▶ [Exercise requirements]: Return verbatim every line from the first line of the data below to the line that contains "Indicate the grassy", inclusive, and no further.

(Point-per-instance localization data)
=== Begin Enclosure ===

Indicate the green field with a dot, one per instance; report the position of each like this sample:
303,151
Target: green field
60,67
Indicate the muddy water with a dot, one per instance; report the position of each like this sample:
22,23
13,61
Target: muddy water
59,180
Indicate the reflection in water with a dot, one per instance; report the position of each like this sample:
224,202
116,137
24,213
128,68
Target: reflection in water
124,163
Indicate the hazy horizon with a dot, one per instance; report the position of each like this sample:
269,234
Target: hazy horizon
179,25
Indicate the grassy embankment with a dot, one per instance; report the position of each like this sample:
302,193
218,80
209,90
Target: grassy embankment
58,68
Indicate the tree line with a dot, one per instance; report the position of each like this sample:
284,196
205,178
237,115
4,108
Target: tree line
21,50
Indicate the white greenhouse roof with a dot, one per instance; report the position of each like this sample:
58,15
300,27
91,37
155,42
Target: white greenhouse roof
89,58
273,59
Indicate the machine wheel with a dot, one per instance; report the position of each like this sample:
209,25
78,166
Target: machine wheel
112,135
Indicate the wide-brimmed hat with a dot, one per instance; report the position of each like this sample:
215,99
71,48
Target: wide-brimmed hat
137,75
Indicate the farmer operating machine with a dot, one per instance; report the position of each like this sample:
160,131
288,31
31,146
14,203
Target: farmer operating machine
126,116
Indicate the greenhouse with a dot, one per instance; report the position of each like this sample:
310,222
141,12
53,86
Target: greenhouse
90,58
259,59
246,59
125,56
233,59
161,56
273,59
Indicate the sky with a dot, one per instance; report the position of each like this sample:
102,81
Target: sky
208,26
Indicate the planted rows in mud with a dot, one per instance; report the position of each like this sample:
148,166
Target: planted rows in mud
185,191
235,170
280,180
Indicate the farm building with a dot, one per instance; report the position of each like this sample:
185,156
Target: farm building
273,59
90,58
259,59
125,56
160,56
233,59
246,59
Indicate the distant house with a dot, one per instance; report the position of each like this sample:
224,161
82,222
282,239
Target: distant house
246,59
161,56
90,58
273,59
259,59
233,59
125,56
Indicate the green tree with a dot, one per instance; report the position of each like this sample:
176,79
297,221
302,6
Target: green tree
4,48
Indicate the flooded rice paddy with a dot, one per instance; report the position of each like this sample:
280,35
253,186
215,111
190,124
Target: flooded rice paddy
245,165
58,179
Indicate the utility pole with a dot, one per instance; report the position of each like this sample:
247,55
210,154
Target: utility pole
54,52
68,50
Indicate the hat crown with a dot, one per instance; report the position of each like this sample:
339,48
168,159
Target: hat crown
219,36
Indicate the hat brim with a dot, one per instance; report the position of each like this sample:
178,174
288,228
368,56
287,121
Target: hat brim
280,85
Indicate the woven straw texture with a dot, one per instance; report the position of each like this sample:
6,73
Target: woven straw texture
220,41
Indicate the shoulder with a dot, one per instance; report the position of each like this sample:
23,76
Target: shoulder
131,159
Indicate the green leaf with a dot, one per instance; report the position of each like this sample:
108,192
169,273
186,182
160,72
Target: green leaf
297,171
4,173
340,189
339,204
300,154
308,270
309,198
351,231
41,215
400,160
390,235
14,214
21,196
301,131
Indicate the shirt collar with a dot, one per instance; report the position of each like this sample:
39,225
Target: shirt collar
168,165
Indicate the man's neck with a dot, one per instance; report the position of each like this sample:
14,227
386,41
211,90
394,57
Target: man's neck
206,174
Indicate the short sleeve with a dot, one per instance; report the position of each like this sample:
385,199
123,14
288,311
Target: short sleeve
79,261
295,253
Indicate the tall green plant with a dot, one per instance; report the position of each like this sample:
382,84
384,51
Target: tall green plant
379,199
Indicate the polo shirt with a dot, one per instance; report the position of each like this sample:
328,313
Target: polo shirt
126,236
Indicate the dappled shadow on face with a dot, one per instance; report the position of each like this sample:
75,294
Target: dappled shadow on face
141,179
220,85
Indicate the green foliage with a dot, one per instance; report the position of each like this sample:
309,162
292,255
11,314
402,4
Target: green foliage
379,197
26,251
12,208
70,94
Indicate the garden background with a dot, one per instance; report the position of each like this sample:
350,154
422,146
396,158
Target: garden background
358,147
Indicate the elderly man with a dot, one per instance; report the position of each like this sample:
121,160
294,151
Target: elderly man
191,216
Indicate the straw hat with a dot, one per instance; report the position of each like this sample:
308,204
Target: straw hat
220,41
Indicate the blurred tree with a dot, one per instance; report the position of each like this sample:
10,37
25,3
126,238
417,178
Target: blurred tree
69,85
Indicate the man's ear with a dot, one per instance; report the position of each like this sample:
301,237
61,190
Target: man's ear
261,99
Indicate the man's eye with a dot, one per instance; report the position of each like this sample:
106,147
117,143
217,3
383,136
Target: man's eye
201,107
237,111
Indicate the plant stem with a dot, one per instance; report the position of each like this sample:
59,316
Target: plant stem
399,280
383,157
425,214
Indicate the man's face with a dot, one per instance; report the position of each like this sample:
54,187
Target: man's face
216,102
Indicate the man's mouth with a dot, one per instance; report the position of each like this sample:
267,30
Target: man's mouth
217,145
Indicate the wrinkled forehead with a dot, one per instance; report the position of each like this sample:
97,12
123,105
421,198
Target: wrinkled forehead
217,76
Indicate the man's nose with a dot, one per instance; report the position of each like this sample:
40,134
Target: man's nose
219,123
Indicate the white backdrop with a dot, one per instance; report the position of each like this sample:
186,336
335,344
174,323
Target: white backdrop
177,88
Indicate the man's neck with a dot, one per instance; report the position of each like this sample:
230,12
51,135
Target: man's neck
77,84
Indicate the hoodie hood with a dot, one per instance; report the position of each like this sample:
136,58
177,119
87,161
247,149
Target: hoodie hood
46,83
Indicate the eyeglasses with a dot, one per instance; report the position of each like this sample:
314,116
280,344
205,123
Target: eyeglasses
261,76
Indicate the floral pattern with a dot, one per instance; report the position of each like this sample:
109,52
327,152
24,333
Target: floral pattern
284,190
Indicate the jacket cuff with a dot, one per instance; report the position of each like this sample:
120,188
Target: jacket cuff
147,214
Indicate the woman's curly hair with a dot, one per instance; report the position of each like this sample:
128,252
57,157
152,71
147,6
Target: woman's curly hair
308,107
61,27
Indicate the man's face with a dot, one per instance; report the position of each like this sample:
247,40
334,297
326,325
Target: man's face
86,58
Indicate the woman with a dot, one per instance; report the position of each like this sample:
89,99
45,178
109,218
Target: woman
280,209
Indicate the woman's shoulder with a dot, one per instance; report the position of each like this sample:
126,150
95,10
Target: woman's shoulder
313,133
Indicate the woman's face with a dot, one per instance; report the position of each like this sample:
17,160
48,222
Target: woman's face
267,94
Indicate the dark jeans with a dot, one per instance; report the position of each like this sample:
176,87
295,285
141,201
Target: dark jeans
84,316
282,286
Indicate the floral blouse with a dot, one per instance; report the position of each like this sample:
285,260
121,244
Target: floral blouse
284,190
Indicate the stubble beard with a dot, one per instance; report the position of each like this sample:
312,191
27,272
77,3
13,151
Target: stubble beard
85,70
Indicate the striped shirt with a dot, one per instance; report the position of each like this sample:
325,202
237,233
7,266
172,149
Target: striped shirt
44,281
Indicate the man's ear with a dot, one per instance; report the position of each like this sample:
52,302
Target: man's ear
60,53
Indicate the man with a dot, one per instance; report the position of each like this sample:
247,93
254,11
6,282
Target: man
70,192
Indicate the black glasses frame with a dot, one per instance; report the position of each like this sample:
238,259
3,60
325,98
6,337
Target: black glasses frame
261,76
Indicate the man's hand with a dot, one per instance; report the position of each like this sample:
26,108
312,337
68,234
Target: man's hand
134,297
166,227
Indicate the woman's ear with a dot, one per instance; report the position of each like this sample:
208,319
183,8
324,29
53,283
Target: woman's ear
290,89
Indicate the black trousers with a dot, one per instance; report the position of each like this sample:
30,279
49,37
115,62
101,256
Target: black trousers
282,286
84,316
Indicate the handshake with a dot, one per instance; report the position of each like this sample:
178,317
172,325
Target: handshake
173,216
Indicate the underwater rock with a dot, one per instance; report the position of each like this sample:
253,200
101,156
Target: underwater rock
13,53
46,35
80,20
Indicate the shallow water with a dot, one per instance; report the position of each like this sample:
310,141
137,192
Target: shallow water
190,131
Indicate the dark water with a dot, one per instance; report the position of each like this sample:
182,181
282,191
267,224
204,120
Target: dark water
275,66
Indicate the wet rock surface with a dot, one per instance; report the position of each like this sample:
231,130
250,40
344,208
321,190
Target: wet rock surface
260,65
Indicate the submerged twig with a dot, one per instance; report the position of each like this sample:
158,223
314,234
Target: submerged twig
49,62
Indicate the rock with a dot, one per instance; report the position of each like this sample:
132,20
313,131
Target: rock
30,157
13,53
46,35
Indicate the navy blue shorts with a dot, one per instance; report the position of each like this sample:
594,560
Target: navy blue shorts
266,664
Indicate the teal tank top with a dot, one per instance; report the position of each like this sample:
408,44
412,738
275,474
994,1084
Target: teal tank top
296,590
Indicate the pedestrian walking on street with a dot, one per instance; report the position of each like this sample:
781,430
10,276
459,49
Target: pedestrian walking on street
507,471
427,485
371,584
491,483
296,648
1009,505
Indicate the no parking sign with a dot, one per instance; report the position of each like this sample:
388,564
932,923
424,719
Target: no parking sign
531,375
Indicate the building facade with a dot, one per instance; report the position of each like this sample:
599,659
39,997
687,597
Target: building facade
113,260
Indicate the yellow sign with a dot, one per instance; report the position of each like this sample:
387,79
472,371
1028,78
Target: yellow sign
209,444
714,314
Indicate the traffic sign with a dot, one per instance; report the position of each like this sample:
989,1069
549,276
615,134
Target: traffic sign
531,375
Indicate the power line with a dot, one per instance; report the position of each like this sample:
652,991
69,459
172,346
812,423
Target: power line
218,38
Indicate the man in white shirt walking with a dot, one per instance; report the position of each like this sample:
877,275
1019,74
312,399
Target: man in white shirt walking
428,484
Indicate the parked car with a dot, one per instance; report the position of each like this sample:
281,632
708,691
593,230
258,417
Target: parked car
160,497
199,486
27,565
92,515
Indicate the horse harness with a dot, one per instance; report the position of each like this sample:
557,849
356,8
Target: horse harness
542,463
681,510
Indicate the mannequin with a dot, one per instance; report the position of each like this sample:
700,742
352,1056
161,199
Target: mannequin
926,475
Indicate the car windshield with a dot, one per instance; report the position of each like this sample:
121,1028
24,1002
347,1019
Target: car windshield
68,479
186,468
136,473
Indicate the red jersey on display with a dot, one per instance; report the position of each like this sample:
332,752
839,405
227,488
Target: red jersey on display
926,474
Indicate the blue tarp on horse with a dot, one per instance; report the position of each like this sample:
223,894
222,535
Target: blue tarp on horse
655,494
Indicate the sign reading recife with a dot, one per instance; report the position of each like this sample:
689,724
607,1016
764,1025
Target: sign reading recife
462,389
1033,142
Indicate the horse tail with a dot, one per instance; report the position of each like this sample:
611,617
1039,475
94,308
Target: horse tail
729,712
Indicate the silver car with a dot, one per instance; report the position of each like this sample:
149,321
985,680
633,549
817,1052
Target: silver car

=== End Enclosure ===

▶ [Exercise response]:
Indicate the green field with a dot, one per instance; report the position of each like this sample:
303,151
Target: green field
60,67
Indicate the muddy water with a dot, one per instance; report the position of each like this sample:
22,23
13,61
Target: muddy water
59,180
Indicate the reflection in water with a dot, one per instance; report the position of each like this sample:
224,202
116,137
24,213
128,68
Target: reflection in water
124,163
Indicate the hazy horizon with a dot, one per instance; report the position of each like this sample:
269,234
Target: hazy horizon
179,25
Indicate the grassy embankment with a dot, one per instance; report the position of each like this sample:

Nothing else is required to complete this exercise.